**Passage to read:**
Indeed it is, which once again demonstrates that every intervention by the ultra-left telescopes into demanding the overthrow of capitalism.
“The fortunes of the rich must be expropriated and the major corporations transformed into public utilities, democratically controlled by the working class as part of the socialist reorganization of economic life on the basis of social need, not private profit.” But how are “the major corporations” to be put under the control of the workers unless they are actually at work?
As we know, Covid-19 is a specific threat that must be defended against. When advocates of total lockdown call young people having a party ‘granny killers’ they acknowledge this reality. Yet the pretence is still made that everyone is equally threatened at least to such degree that no strategy must distinguish between those who are old and/or otherwise vulnerable and those who are relatively young and healthy. Students must go home, schools must close and young people socialising is an existential threat.
What this does is weaken the protection of those most at risk because it calls into question any restrictions. If there really was no significant differential impact then many thousands of young people would have died. They haven’t. Many working class people, as I have noted in previous posts, and here in a previous comment by a reader, are ignoring the rules when it suits. The left advocates of complete lockdown are really now following Bertolt Brecht when he said – should this left not just elect a new people?
Most people however do register the greater threat to older and vulnerable people but rather than this being informed, encouraged and organised it has more or less been ignored by the authorities when it comes to organisation of the response. Tightening restrictions affects everyone, and in some ways young people more, and undifferentiated relaxation exposes older people more because it cannot be admitted that they should still be shielded or socially distanced; just in case everyone decides that is the way it should stay, that this is the correct approach that should now be implemented and those in charge have got it wrong.
This approach has failed in Ireland, Britain and across Europe and further afield. Part of the left doubles down and says the lockdown is not tough enough, without weighing up the cost or admitting that total lockdown has never actually been implemented because it can’t. You cannot close down society, which relies on the continuous labour of millions of workers. Admission that ‘essential’ work must continue never admits the enormous extent of what this entails given the development of the forces of production and division of labour involved.

**Task set:**
1 > Translate this sentence from the passage on Covid-19 lockdown into Spanish: "You cannot close down society, which relies on the continuous labour of millions of workers."
2 > Please transcribe the passage on Covid-19 lockdown, starting at "Most people however" and ending at "got it wrong.".

**Data:**
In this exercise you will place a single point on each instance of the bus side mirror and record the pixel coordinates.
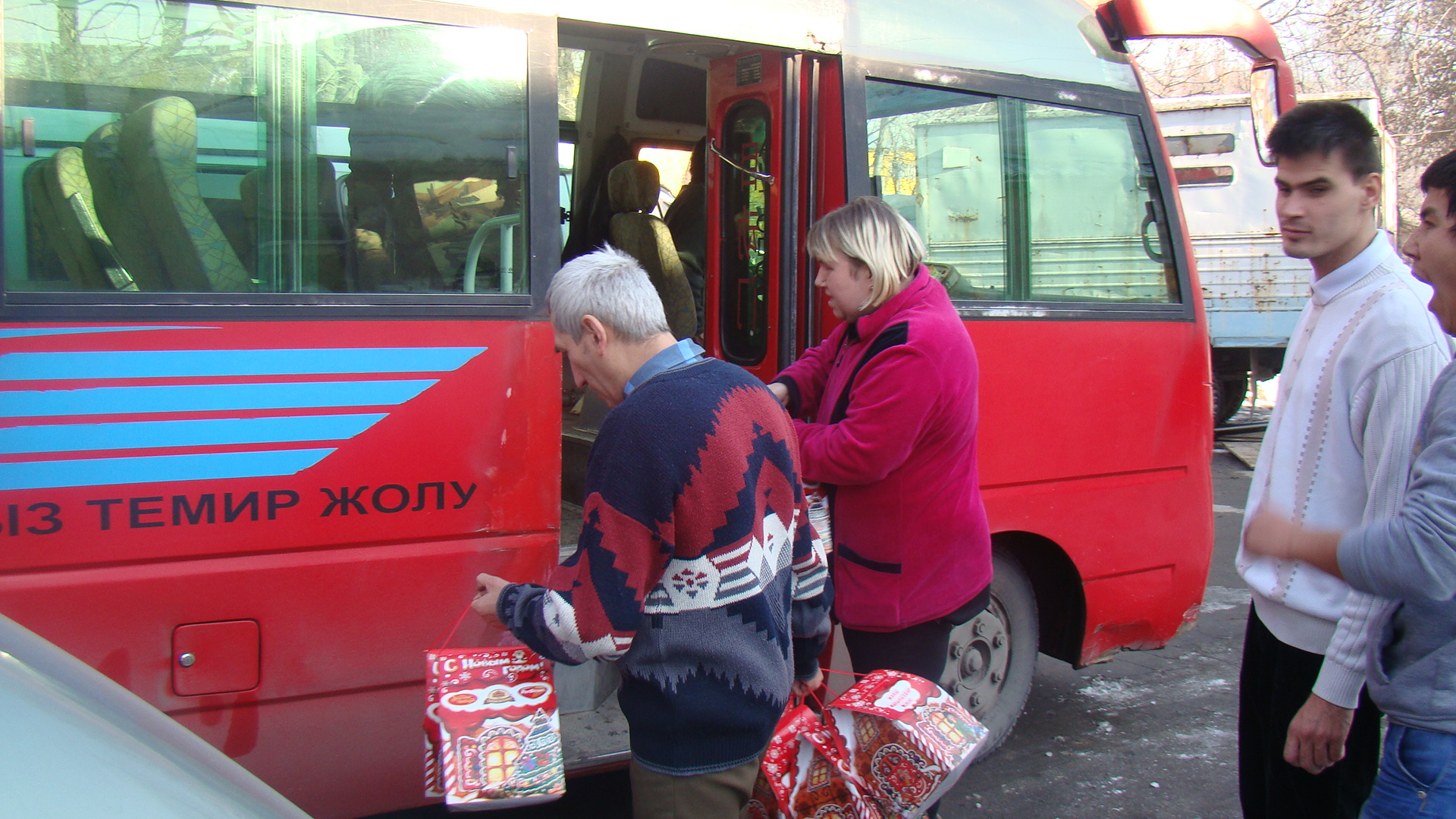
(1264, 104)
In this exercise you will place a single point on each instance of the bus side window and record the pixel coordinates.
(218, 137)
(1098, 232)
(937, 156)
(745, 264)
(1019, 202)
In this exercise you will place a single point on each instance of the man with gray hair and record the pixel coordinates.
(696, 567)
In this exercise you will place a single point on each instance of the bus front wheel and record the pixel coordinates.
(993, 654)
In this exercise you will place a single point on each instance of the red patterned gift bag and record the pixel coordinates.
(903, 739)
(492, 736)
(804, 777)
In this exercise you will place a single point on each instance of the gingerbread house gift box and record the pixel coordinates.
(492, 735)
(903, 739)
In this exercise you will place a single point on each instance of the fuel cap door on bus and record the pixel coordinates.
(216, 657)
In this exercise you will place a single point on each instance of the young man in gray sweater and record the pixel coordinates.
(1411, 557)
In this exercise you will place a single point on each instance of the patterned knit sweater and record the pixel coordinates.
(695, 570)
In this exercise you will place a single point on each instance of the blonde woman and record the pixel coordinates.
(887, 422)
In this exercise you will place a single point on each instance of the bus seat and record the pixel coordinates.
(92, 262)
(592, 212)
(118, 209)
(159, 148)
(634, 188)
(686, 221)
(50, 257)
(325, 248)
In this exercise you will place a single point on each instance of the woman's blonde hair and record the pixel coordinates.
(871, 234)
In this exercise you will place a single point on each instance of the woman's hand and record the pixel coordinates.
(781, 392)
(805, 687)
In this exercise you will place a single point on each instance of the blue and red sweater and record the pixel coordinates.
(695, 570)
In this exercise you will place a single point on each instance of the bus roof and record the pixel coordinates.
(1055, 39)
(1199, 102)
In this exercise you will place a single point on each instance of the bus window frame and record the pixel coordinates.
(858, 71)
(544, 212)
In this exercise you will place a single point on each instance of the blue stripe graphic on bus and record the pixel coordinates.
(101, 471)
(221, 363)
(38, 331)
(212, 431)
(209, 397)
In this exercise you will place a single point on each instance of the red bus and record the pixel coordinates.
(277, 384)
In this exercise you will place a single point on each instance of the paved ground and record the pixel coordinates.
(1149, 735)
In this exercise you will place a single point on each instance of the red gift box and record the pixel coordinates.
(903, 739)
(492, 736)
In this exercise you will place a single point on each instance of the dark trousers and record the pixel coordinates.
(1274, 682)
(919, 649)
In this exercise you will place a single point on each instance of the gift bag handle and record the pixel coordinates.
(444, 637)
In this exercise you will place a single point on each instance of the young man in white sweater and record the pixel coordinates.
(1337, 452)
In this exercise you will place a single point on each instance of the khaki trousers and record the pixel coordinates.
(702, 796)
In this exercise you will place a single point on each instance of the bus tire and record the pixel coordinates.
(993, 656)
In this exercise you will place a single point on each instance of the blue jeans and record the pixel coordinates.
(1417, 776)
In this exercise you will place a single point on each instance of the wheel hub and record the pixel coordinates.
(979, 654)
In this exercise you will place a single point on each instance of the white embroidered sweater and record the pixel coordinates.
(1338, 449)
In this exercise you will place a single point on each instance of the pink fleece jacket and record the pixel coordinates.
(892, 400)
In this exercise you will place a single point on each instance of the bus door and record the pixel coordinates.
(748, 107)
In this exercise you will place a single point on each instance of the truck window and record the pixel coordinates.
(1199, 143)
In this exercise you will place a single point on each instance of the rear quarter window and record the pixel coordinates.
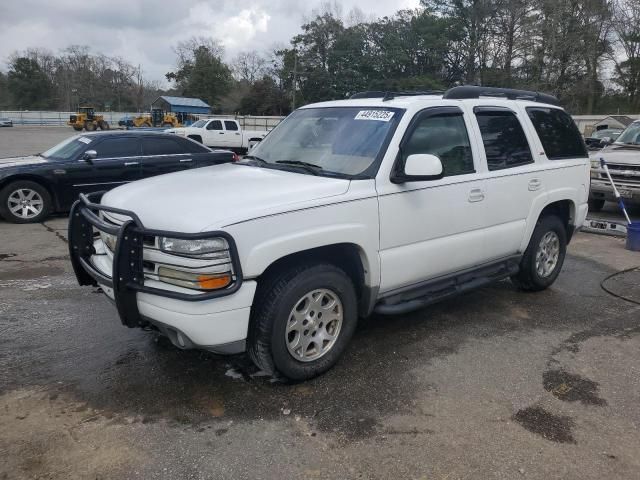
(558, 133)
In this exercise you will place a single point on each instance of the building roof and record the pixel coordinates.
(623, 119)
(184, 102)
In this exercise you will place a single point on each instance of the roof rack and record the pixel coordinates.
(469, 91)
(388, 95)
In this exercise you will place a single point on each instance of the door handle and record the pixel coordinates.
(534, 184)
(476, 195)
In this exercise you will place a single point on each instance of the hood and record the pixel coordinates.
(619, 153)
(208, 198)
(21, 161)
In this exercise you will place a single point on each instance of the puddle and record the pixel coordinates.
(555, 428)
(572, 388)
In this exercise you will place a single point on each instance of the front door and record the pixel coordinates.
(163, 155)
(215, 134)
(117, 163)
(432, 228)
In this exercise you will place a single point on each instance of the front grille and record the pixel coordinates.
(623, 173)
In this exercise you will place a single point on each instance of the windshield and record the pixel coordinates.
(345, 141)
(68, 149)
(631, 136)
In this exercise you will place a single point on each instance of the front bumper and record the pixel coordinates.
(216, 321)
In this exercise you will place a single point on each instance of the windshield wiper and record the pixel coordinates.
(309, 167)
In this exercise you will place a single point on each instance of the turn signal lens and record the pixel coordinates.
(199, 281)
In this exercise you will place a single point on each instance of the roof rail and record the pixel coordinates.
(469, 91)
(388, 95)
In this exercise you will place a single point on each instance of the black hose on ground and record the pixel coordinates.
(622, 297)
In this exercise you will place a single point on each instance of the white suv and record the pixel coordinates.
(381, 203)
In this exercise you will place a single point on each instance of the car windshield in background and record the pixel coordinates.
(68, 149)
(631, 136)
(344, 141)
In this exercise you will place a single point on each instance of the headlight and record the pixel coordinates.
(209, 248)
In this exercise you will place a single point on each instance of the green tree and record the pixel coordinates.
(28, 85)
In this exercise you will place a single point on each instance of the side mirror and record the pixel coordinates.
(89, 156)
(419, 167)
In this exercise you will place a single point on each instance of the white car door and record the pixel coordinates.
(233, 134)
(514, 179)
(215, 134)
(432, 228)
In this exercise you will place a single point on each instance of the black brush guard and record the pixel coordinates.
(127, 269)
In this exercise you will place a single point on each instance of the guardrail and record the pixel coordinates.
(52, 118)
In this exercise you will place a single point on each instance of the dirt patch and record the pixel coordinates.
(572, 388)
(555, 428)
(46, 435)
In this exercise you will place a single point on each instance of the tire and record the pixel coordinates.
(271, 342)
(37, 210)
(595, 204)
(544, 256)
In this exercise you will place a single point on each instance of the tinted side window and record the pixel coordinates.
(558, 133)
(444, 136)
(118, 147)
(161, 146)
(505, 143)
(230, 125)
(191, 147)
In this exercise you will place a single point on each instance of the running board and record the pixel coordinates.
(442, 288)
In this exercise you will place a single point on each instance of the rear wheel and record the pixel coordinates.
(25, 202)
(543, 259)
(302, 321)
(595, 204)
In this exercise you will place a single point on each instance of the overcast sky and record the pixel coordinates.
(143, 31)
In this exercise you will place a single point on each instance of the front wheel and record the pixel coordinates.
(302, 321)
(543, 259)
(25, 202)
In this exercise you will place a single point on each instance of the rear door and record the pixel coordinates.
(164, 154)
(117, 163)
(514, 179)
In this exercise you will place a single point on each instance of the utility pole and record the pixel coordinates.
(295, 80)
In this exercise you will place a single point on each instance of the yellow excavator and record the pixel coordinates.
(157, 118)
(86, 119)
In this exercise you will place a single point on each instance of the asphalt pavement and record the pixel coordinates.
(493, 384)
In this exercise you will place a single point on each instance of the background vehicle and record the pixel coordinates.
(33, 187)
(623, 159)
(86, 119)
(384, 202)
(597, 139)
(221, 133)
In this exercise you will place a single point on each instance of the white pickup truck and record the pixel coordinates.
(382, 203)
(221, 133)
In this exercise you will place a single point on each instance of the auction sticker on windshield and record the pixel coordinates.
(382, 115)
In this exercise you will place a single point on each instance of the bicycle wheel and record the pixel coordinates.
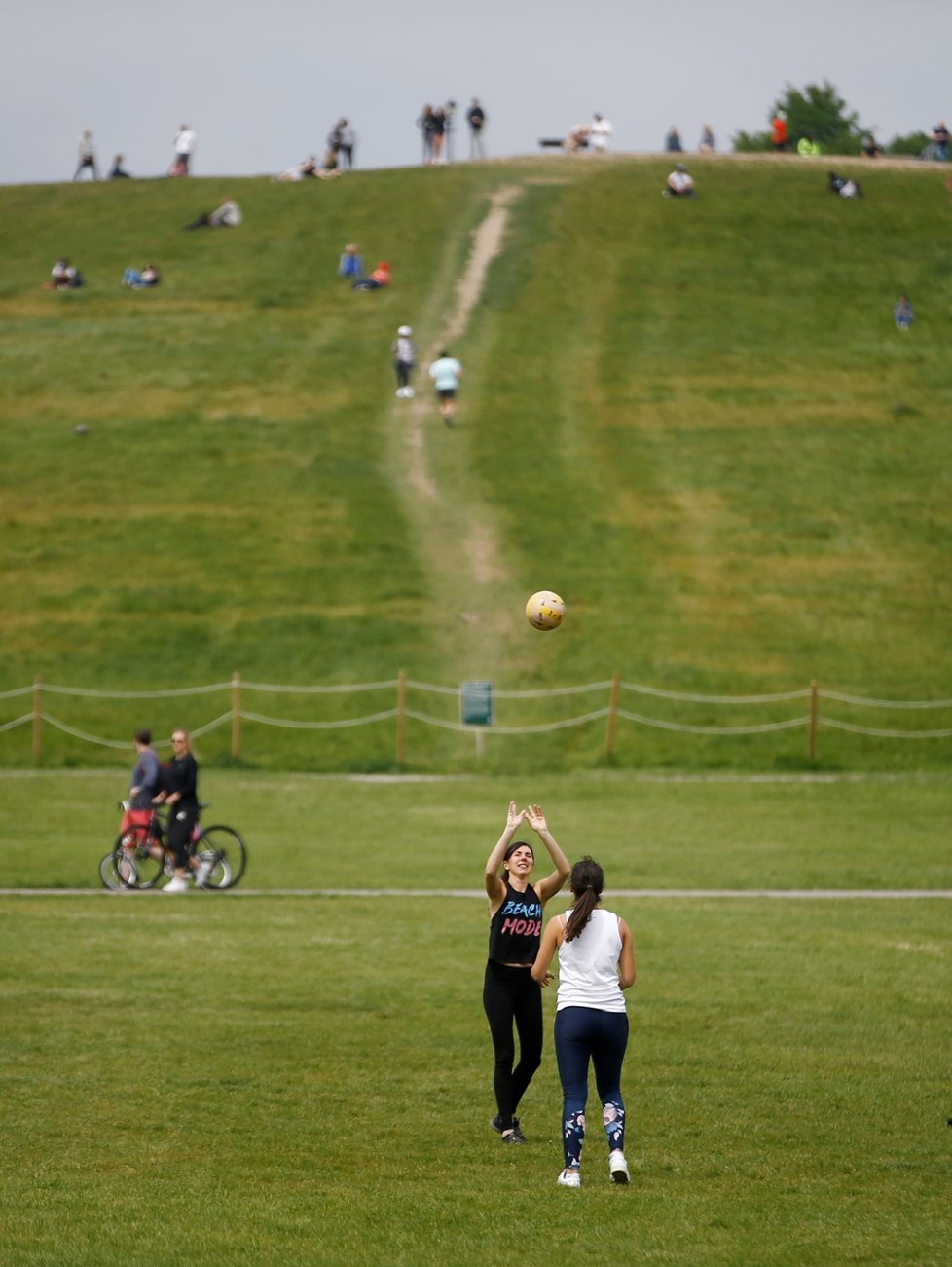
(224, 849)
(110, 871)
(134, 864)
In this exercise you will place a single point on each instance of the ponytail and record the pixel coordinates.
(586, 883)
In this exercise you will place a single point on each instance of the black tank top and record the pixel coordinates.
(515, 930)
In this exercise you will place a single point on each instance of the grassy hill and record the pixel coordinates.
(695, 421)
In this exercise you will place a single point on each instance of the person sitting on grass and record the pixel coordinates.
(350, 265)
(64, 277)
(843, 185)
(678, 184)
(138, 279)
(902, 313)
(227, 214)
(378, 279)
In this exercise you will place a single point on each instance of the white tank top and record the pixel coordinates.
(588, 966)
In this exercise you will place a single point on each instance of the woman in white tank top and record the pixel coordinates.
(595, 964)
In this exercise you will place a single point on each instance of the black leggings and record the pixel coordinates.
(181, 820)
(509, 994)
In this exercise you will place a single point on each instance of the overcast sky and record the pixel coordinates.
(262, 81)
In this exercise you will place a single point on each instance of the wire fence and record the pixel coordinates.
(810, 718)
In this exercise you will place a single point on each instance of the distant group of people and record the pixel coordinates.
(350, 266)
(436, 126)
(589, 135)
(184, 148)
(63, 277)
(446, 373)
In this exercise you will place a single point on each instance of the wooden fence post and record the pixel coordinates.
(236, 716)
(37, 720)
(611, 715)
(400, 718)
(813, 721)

**Expected responses:**
1 > No se puede cerrar la sociedad, que depende del trabajo continuo de millones de trabajadores.

2 >
Most people however do register the greater threat to older and vulnerable people but rather than this being informed, encouraged and organised it has more or less been ignored by the authorities when it comes to organisation of the response. Tightening restrictions affects everyone, and in some ways young people more, and undifferentiated relaxation exposes older people more because it cannot be admitted that they should still be shielded or socially distanced; just in case everyone decides that is the way it should stay, that this is the correct approach that should now be implemented and those in charge have got it wrong.